What needs to be done:
Transcribe word for word the part of the NLG research project summary below that opens with the words containing "As a result, a" and closes with "during text generation.".
==== Excerpt ====
Name of the participant: Yevgeniy Puzikov
Description of the IT-research project: The research project was concerned with the development of Natural Language Generation (NLG) techniques for eCommerce applications. The two use cases addressed were:
– Re-generating texts with the required stylistic features, while preserving the original contents (change of the tone of voice of a document).
– Generating textual descriptions of life science products from sets of key-value attribute pairs.
As a result, a Natural Language Generation (NLG) framework called “Sanity Polygon” was developed. It presents a sensible methodology system that encompasses several aspects of the NLG process that should align together for a successful delivery of an NLG product. In the process of the framework development, algorithms for text generation were designed and implemented.
It was shown how, depending on the task at hand, one can successfully solve the problem with simple template-based approaches, as opposed to using complex statistical models.
Furthermore, a robust automatic system for generating high-quality natural language statements from structured content representations was developed. It was shown that a human-designed algorithm helps purely statistical systems to not stray away too far from the underlying meaning during text generation.
In addition, an improvement strategy for common approaches to text generation from data tables was proposed, and it was shown that annotation issues that commonly cause data-driven models to hallucinate content, can be largely mitigated by constraining the generation process with templates.
Finally, modern techniques for controlling the generation process were empirically evaluated. Specifically, various approaches to textual style transfer were compared.
Software Campus partners: TU Darmstadt, Merck
Implementation period: 01.11.2018 bis 01.11.2020
==== Raw data ====
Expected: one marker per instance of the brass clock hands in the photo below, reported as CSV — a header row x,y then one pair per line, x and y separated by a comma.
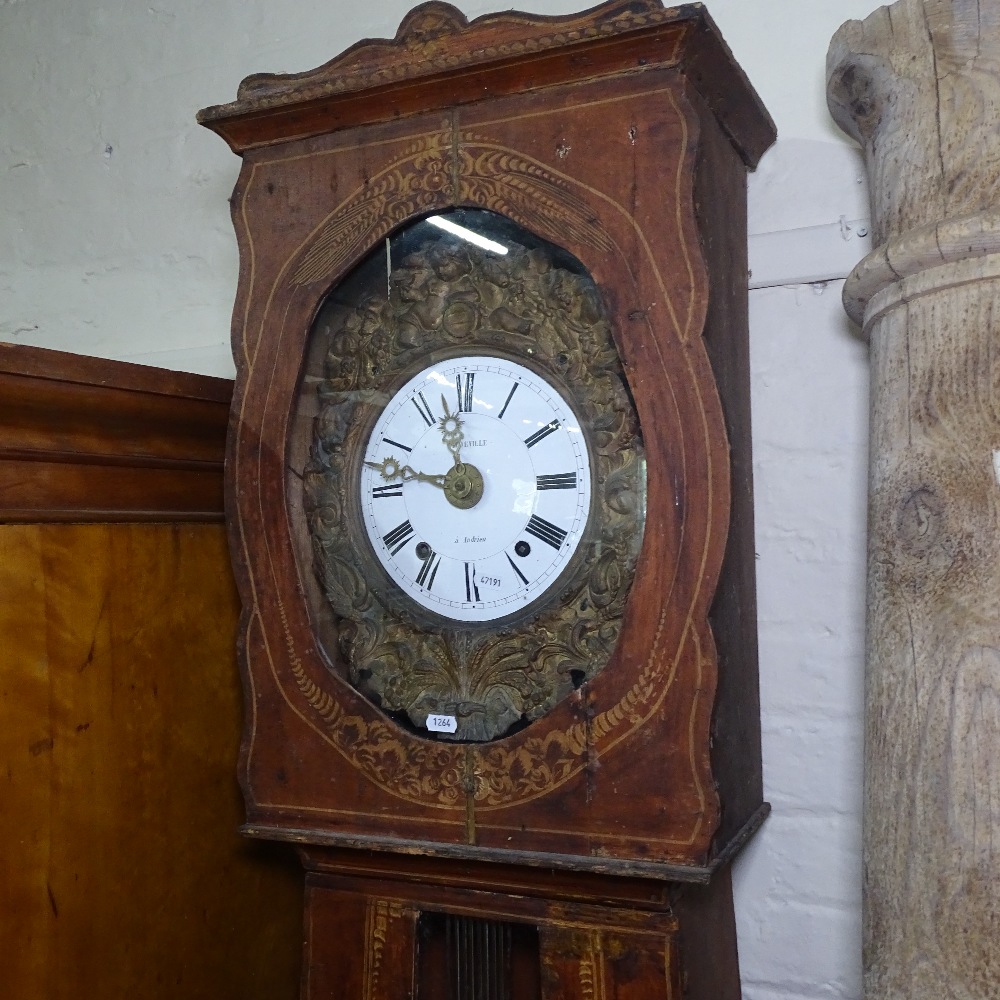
====
The solution:
As a result, a Natural Language Generation (NLG) framework called “Sanity Polygon” was developed. It presents a sensible methodology system that encompasses several aspects of the NLG process that should align together for a successful delivery of an NLG product. In the process of the framework development, algorithms for text generation were designed and implemented.
It was shown how, depending on the task at hand, one can successfully solve the problem with simple template-based approaches, as opposed to using complex statistical models.
Furthermore, a robust automatic system for generating high-quality natural language statements from structured content representations was developed. It was shown that a human-designed algorithm helps purely statistical systems to not stray away too far from the underlying meaning during text generation.